-- DATASET EXTRACT --
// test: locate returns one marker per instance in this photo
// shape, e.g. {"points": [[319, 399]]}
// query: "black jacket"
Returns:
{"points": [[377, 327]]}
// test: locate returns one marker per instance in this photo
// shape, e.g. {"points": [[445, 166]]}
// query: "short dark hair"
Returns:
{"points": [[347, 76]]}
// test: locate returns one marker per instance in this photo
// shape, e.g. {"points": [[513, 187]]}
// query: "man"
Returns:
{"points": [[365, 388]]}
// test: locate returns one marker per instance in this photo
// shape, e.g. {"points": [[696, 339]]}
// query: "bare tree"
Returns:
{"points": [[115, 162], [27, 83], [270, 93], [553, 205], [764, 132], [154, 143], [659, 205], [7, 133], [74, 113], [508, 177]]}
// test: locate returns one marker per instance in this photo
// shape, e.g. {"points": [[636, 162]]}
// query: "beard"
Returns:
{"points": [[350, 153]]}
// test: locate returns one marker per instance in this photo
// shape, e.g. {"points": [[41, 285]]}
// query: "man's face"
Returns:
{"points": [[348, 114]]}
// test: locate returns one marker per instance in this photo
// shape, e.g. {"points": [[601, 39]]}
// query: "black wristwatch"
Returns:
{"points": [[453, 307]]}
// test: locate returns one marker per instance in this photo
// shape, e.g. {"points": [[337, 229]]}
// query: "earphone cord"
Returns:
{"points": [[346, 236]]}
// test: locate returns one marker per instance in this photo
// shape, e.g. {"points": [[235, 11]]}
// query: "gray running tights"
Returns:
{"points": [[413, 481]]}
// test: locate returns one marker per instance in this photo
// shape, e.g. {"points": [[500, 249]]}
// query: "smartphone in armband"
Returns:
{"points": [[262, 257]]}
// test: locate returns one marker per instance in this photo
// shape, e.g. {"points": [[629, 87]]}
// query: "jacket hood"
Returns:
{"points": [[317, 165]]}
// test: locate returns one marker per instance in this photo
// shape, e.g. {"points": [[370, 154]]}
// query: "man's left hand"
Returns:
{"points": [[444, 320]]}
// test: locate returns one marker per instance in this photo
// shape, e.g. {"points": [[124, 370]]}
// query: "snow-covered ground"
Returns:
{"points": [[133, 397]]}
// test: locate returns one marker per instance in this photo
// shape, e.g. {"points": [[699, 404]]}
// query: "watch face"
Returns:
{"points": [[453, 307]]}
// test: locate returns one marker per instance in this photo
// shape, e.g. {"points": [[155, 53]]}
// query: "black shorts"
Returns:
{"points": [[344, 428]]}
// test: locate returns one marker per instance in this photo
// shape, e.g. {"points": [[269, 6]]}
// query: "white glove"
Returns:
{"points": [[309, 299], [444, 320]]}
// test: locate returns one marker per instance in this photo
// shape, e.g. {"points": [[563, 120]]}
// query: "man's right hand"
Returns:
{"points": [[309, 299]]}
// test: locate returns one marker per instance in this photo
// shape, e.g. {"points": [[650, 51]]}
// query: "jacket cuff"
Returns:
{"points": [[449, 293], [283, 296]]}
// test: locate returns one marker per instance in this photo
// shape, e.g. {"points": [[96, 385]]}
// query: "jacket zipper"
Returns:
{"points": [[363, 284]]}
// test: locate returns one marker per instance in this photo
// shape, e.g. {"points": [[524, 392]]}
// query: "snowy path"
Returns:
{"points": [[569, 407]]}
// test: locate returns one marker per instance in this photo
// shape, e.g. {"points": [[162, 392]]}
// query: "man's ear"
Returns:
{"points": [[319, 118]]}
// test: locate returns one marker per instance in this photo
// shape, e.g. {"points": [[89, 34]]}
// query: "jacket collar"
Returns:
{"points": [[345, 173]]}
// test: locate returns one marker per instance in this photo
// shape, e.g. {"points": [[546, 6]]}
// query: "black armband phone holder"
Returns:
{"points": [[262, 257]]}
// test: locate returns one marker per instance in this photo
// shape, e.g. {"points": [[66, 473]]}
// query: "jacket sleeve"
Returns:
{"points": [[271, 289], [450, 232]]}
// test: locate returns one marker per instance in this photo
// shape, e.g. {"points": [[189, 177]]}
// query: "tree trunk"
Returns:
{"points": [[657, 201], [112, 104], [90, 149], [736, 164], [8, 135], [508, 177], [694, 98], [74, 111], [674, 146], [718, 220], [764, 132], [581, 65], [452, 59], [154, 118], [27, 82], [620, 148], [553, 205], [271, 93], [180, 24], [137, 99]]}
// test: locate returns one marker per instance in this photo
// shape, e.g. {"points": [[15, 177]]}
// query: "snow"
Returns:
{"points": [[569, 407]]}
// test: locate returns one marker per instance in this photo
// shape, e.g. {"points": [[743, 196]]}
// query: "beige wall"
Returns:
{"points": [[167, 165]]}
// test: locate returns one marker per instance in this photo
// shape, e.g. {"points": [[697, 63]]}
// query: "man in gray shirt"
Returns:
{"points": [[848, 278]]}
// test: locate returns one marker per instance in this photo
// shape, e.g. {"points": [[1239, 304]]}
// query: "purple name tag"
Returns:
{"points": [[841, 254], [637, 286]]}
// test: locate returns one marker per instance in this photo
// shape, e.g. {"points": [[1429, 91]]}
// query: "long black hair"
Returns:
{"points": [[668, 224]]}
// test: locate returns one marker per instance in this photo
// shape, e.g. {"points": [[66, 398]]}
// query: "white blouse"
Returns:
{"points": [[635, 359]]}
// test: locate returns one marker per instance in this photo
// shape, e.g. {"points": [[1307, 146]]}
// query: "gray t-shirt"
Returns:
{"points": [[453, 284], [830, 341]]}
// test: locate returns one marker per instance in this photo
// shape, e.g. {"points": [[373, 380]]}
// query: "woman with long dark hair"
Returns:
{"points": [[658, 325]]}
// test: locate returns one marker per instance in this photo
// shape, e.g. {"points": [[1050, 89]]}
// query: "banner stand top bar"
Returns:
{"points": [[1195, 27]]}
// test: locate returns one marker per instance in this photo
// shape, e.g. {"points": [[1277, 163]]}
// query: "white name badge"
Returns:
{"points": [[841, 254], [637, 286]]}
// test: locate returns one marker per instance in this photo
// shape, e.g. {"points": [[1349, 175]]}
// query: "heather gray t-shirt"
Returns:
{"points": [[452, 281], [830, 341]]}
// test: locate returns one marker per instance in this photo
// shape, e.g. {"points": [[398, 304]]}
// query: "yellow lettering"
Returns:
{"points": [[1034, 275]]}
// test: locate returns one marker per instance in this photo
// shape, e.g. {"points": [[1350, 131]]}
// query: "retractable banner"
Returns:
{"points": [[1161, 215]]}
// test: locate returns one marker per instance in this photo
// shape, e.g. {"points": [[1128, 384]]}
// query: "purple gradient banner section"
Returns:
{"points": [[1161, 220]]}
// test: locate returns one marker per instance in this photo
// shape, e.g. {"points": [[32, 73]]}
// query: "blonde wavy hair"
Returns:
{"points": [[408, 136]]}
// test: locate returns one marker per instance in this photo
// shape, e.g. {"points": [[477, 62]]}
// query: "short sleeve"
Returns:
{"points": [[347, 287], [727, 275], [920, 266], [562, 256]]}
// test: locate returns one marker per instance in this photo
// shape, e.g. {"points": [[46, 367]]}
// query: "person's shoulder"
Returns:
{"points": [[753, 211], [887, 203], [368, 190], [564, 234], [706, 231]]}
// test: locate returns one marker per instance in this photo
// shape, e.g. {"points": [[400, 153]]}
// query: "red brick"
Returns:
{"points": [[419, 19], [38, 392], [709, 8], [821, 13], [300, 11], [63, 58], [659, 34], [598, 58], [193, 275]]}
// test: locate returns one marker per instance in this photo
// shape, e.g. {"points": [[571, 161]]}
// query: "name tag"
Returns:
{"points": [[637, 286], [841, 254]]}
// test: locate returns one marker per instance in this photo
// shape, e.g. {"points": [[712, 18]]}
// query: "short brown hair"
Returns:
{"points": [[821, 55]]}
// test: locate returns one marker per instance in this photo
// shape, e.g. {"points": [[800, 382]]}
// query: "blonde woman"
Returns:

-- THE PROBLEM --
On how many lines of the data does "dark" appear? Give only that number.

-- EXPECTED ANSWER --
2